┌─ PROVIDED DATA

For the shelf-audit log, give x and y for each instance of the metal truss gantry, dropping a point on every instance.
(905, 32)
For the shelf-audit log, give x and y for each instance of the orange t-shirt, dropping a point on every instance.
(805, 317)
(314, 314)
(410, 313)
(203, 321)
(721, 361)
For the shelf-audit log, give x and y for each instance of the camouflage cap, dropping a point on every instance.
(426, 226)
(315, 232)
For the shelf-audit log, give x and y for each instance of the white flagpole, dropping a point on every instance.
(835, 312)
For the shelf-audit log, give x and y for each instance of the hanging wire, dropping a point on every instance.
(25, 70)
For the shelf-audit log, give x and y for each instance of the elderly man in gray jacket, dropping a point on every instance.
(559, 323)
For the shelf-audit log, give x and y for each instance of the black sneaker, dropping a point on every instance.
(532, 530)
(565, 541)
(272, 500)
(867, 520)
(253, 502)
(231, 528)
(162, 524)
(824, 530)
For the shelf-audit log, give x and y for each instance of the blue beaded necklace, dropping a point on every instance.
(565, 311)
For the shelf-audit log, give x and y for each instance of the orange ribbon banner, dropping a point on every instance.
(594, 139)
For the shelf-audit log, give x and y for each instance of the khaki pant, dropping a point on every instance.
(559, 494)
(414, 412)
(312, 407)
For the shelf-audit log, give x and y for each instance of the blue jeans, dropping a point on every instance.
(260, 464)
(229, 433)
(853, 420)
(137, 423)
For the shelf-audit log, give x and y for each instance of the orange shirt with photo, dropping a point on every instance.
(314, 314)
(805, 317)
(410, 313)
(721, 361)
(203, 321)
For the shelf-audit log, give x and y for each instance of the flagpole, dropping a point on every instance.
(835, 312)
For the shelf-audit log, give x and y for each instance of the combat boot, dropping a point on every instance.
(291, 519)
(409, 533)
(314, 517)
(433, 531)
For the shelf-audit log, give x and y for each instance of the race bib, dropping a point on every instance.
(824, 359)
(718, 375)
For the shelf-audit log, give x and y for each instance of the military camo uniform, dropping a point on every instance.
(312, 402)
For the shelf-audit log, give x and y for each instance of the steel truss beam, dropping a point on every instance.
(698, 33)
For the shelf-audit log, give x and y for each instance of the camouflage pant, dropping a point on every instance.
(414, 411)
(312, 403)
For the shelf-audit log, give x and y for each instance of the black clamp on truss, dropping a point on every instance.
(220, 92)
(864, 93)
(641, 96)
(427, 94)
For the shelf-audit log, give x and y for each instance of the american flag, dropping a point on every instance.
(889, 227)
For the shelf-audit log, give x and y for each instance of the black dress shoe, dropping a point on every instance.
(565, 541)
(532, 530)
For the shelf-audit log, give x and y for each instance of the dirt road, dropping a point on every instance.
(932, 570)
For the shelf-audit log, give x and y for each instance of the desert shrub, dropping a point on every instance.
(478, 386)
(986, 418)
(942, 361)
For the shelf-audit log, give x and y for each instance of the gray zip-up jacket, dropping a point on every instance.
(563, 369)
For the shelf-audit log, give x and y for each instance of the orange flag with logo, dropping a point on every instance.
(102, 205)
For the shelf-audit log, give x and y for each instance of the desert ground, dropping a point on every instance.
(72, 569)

└─

**DESCRIPTION OF THE TASK**
Copy out verbatim the lines of the entries from the one containing "bib, dropping a point on every instance." through the last line, inclusive.

**RESPONSE FOR THIS EXERCISE**
For the shelf-audit log, give x and y for each instance of the race bib, dropping a point on every instance.
(824, 359)
(718, 375)
For the shelf-audit log, give x and y for each instance of the military camo uniform, dropping a point on every instance.
(312, 402)
For the shelf-audit log, give x and y for each instance of the steel truss beam, dropping a point on every instance.
(698, 33)
For the shelf-audit log, give x and y for each instance of the camouflage pant, dropping a point on every instance.
(414, 411)
(312, 403)
For the shelf-audit log, give x and y for each instance of the black clamp on truss, dropping a point on every instance.
(220, 92)
(864, 93)
(641, 96)
(427, 94)
For the shelf-audit log, give x and y for each instance of the american flag, dropping a point on every instance.
(889, 227)
For the shelf-audit log, give x and y for each instance of the black dress shoe, dropping a point on every instance.
(565, 541)
(532, 530)
For the shelf-audit log, give x and y for each instance of the dirt road, dropping a point on every instance.
(932, 570)
For the shelf-audit log, give x and y for each instance of the desert shrub, dropping a point on every instance.
(478, 386)
(986, 418)
(942, 361)
For the shelf-audit log, give x and y for each instance of the gray zip-up jacket, dropping a point on every instance.
(563, 369)
For the shelf-audit log, give x and y for each instance of the orange flag with logo, dropping a point on every instance.
(102, 205)
For the shelf-audit log, give x and y for each instance of the desert ground, dropping a point on every instance.
(72, 569)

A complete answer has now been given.